Deine Aufgabe:
Gib aus den Datensätzen unten die folgenden Zeilen unverändert wieder: alles von der Zeile mit „Please trace the outline of every instance of the forest.“ bis hinunter zur Zeile mit „POLYGON ((43 20, 0“. Beide Zeilen gehören dazu.

......

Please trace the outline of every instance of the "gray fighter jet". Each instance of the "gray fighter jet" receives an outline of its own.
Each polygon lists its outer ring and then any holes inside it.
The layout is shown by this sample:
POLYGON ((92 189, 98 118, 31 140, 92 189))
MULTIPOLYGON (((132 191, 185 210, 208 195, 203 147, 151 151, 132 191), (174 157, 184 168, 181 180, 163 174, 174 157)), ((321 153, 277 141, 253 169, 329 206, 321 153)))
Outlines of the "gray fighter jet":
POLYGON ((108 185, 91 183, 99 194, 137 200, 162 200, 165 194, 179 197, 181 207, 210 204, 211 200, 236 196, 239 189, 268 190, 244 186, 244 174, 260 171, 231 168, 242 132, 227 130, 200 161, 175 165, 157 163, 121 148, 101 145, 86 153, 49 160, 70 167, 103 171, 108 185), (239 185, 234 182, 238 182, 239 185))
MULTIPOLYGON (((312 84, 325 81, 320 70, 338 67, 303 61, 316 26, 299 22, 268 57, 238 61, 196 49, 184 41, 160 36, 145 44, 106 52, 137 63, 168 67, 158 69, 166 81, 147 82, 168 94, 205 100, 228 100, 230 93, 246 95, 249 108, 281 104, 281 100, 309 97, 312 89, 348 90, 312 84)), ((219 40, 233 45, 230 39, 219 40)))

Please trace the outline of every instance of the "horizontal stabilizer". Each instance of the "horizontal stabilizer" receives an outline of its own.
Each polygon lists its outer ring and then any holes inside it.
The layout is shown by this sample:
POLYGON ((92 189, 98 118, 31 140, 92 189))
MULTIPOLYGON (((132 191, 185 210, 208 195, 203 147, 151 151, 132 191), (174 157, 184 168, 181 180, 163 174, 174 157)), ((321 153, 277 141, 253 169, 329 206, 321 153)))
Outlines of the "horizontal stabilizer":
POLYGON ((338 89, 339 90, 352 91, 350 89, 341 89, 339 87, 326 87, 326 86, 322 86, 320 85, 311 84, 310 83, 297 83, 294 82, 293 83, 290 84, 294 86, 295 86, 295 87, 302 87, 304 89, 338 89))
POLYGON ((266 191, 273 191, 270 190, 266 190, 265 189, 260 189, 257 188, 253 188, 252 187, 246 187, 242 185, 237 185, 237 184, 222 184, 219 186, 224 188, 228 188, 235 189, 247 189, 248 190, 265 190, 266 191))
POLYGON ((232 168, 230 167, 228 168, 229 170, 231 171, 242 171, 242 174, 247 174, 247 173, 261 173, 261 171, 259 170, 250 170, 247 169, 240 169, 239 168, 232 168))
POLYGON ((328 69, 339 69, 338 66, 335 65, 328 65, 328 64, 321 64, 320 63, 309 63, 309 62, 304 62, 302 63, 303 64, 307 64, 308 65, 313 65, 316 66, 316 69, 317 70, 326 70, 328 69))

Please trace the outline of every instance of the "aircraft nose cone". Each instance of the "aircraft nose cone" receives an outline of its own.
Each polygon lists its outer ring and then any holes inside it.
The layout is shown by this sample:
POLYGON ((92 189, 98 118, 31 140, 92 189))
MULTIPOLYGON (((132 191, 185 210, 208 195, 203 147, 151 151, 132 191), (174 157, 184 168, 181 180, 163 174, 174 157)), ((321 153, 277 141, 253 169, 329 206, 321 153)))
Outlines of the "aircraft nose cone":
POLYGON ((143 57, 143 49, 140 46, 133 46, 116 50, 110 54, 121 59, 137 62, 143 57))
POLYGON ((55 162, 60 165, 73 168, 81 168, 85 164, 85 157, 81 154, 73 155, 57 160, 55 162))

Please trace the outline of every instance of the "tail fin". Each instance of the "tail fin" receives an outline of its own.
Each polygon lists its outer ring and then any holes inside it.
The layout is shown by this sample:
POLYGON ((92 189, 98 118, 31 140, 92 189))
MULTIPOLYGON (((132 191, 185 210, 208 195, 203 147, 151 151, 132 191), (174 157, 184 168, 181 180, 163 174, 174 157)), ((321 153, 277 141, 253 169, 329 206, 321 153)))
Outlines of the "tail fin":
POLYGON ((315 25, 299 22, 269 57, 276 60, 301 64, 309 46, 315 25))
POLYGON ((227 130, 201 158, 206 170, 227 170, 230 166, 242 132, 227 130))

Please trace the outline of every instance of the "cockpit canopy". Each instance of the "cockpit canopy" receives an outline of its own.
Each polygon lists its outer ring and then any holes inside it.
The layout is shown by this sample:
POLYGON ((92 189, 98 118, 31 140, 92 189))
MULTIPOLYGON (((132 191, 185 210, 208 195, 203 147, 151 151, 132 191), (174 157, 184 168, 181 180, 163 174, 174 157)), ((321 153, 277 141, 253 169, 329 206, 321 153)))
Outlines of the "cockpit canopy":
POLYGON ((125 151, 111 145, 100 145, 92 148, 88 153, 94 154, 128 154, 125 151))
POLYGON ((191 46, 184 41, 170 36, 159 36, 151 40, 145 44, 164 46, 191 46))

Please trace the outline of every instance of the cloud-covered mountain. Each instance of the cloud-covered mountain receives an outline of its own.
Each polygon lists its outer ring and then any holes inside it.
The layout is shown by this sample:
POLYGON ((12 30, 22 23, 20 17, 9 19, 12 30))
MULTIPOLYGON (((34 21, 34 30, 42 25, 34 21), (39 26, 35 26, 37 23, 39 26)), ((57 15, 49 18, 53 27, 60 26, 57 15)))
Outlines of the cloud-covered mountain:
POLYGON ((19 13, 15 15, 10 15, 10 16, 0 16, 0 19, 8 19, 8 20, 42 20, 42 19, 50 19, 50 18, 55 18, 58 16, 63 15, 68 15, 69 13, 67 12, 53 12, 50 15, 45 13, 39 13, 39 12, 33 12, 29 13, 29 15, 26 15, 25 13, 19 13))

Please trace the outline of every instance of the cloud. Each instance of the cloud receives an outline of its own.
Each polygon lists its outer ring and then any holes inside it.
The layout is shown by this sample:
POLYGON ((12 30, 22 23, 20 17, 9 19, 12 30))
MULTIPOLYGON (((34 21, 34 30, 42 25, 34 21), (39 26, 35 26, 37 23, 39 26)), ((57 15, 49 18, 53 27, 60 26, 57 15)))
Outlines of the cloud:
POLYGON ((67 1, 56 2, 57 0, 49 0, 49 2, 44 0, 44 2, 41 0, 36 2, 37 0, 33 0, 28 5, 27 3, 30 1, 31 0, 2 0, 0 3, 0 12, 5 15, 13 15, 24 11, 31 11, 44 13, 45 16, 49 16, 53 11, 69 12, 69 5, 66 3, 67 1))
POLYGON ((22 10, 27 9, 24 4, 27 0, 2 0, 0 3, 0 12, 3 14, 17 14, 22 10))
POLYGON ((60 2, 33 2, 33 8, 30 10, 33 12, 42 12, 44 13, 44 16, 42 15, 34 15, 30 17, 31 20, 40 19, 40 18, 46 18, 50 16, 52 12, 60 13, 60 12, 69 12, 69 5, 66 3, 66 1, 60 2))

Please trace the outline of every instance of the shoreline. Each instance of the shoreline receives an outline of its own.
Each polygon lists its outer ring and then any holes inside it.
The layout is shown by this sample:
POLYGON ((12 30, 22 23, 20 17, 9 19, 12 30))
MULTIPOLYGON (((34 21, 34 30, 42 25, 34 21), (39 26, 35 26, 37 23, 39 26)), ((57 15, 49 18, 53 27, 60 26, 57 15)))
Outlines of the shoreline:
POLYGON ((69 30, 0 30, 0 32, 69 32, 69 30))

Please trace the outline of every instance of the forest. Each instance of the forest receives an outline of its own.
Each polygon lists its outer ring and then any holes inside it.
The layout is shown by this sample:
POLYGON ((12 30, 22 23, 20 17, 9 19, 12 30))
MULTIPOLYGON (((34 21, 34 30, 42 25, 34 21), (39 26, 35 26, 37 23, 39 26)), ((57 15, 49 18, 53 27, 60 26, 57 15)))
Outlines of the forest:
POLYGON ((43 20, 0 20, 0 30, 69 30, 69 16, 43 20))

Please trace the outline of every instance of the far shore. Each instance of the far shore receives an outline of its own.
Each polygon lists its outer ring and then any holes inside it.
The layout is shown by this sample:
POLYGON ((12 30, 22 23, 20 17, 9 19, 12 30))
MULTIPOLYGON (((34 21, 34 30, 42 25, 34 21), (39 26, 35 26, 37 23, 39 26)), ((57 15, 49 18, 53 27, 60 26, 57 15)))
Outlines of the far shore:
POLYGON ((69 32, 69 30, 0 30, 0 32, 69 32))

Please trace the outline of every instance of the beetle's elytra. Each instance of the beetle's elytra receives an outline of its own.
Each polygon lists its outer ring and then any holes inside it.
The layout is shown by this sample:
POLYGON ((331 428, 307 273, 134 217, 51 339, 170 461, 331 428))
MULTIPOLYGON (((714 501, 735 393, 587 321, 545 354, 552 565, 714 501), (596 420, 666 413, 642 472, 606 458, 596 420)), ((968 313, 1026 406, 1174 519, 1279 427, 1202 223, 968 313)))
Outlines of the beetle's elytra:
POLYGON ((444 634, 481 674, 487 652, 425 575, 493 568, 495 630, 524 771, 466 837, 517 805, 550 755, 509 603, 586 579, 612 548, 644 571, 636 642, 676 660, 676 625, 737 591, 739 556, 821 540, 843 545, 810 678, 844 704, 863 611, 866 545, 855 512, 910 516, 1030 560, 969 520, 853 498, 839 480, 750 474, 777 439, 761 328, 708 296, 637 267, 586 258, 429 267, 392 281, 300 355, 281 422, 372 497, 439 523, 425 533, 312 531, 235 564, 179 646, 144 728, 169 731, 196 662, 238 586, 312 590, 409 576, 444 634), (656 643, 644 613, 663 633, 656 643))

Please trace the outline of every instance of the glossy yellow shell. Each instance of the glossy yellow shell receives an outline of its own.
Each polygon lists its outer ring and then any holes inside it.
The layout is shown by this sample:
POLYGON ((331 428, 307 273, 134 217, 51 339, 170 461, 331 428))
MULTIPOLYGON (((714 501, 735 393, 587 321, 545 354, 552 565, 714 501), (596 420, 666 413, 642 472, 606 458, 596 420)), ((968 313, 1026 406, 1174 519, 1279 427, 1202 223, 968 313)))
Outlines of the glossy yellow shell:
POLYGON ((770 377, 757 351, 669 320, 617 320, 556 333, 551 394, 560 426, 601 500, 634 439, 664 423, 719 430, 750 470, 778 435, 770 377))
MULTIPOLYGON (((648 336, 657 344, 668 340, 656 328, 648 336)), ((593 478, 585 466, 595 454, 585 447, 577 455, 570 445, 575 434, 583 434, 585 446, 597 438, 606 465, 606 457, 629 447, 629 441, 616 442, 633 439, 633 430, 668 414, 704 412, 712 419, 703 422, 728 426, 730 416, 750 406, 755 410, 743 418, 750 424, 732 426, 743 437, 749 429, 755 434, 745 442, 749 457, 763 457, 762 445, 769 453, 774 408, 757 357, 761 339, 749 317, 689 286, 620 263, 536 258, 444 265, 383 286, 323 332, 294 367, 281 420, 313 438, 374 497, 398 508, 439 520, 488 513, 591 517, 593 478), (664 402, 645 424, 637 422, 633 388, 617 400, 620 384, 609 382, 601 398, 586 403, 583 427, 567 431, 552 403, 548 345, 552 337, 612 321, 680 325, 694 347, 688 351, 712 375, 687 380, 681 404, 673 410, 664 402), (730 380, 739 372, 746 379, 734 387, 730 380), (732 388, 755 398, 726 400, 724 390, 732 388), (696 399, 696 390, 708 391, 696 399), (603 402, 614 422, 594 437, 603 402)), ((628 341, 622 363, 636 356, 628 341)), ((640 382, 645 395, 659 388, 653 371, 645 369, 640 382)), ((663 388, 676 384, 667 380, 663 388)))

......

Ergebnis der Aufgabe:
Please trace the outline of every instance of the forest. Each instance of the forest receives an outline of its own.
Each polygon lists its outer ring and then any holes inside it.
The layout is shown by this sample:
POLYGON ((12 30, 22 23, 20 17, 9 19, 12 30))
MULTIPOLYGON (((34 21, 34 30, 42 25, 34 21), (39 26, 35 26, 37 23, 39 26)), ((57 15, 49 18, 53 27, 60 26, 57 15)))
Outlines of the forest:
POLYGON ((43 20, 0 20, 0 30, 69 30, 69 16, 43 20))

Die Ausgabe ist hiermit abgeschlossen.